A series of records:
■ ■ ■ ■ ■ ■ ■

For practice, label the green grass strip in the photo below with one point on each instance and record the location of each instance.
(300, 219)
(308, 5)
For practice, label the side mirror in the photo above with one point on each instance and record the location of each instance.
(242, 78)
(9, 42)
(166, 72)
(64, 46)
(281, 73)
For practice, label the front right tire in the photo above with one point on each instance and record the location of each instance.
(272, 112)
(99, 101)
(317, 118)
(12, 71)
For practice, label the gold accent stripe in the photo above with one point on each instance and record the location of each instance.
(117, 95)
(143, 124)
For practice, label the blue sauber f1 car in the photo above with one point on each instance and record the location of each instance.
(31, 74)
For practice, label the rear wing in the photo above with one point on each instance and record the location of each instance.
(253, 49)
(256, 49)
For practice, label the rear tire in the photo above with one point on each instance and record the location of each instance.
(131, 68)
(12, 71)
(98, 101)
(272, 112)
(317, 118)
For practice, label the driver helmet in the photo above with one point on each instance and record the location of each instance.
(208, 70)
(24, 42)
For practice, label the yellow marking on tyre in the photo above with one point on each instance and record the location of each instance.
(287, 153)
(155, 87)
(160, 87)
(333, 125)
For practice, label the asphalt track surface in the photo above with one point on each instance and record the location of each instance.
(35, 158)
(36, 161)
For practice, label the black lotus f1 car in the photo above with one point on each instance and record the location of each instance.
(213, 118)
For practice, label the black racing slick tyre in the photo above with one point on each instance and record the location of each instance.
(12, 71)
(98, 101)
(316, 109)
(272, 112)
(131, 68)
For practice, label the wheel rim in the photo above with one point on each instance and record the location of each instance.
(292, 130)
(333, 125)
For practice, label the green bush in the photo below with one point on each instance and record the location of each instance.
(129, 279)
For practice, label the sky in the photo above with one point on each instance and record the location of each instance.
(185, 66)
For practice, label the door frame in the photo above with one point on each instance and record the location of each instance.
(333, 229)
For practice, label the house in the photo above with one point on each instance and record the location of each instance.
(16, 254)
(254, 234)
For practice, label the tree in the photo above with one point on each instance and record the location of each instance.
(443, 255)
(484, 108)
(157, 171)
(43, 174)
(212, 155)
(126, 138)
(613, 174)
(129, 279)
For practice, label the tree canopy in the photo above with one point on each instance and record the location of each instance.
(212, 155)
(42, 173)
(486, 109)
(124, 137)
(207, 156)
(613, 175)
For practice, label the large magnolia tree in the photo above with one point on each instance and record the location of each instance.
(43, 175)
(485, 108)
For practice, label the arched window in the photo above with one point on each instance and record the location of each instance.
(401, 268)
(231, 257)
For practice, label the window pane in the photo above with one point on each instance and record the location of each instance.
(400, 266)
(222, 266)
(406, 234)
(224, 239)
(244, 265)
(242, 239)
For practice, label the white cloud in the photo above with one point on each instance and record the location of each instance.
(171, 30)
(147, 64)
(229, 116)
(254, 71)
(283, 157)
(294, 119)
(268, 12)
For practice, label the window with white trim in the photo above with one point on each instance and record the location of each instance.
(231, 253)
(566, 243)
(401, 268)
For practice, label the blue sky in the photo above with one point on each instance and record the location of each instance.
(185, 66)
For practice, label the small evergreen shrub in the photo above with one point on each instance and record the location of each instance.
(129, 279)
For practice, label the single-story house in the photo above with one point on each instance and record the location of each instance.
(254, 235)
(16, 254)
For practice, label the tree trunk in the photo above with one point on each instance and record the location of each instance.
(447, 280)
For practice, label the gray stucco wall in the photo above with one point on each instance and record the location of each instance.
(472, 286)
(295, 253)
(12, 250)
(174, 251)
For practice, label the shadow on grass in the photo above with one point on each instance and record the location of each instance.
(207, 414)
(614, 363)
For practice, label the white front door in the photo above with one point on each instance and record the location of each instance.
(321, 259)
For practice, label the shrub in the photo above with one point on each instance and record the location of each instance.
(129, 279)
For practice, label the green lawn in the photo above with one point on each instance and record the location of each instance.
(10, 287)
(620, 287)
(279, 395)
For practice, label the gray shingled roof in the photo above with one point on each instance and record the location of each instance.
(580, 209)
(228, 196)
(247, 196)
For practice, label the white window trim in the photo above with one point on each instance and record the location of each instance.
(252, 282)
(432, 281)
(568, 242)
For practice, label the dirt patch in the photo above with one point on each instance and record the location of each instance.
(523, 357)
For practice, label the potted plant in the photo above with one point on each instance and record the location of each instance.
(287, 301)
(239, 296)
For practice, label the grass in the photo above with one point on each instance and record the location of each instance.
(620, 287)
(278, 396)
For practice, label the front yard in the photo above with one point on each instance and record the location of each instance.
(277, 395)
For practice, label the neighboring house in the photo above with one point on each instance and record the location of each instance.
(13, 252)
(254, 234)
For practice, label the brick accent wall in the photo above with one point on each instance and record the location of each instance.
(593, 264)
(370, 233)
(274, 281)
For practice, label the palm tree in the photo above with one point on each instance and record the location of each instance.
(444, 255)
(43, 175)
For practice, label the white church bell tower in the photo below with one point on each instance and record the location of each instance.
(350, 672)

■ ■ ■ ■ ■ ■ ■

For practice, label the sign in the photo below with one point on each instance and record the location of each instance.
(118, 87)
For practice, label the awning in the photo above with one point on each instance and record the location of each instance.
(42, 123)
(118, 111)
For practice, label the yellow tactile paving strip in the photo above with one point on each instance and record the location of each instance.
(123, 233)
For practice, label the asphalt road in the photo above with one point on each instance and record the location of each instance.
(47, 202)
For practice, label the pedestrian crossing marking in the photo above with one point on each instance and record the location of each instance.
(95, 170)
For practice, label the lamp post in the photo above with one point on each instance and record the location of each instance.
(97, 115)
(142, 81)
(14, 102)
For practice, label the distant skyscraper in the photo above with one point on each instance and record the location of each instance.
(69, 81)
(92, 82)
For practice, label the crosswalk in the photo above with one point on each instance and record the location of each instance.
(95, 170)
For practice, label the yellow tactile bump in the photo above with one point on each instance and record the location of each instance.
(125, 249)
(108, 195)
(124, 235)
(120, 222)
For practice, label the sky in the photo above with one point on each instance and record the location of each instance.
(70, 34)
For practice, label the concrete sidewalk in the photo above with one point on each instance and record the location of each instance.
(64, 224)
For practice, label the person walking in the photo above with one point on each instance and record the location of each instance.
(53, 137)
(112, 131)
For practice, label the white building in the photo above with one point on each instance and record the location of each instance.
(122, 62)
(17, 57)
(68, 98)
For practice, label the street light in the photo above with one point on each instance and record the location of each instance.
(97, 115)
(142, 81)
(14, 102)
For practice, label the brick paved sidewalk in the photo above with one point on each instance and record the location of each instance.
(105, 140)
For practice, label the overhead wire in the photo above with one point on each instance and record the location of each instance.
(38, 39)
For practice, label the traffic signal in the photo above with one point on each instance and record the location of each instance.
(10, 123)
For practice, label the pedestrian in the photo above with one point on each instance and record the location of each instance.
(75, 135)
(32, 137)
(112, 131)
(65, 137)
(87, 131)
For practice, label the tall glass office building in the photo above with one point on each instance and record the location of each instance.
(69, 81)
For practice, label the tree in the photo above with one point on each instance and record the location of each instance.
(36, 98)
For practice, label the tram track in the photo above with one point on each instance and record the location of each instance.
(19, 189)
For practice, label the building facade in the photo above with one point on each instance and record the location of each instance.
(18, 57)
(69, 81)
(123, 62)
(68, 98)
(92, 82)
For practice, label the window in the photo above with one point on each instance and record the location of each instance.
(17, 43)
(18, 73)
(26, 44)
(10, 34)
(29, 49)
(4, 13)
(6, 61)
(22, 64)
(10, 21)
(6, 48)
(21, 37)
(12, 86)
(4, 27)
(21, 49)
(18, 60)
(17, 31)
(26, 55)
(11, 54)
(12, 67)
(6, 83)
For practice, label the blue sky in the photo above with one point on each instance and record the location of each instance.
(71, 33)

■ ■ ■ ■ ■ ■ ■

§ **Do this**: Gather each line of the records above that contains the string "grass". Letter case matters, so an uppercase letter does not match a lowercase one.

§ **Problem solution**:
For practice, label the green grass strip in the photo below with one point on each instance and record the location of each instance.
For practice, label the shadow on grass in the photo above with one point on each instance and record the location of each instance.
For practice, label the grass in the photo above with one point on each instance and record the location of each instance.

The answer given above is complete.